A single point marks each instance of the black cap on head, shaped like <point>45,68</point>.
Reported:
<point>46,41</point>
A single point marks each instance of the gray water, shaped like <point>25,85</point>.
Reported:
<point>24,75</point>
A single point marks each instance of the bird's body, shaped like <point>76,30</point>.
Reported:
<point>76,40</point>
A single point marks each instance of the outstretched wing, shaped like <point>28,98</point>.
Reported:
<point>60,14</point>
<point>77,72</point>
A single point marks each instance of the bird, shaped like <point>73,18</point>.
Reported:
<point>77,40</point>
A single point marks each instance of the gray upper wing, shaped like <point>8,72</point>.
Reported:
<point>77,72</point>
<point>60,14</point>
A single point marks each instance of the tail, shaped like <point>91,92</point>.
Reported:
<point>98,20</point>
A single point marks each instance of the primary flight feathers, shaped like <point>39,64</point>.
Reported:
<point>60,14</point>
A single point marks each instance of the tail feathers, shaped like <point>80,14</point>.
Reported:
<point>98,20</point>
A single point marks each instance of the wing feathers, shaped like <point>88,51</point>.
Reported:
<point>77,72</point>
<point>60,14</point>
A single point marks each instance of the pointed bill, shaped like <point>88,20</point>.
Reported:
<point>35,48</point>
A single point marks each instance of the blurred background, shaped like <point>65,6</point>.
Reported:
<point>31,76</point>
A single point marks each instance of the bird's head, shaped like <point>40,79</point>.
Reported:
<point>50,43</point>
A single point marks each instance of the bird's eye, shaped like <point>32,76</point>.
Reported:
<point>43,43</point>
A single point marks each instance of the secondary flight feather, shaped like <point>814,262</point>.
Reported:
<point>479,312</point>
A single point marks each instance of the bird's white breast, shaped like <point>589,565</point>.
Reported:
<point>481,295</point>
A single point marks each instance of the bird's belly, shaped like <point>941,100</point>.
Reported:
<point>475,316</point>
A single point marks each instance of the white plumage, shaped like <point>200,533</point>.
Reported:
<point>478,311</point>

- [TASK DIRECTIONS]
In the listing, starting at the line containing "A single point marks each instance of the secondary" and ending at the end of the listing, swap "belly" for "underside" and give those lines again with nothing else changed.

- [WRITTEN REPLY]
A single point marks each instance of the secondary flight feather, shaped like <point>814,262</point>.
Reported:
<point>479,312</point>
A single point marks each instance of the bird's white breast, shaped like <point>589,565</point>.
Reported:
<point>481,295</point>
A single point marks each instance of the bird's underside, shaped like <point>941,100</point>.
Reported:
<point>475,316</point>
A single point marks each instance of the white plumage, shaped like <point>200,533</point>.
Reported:
<point>478,311</point>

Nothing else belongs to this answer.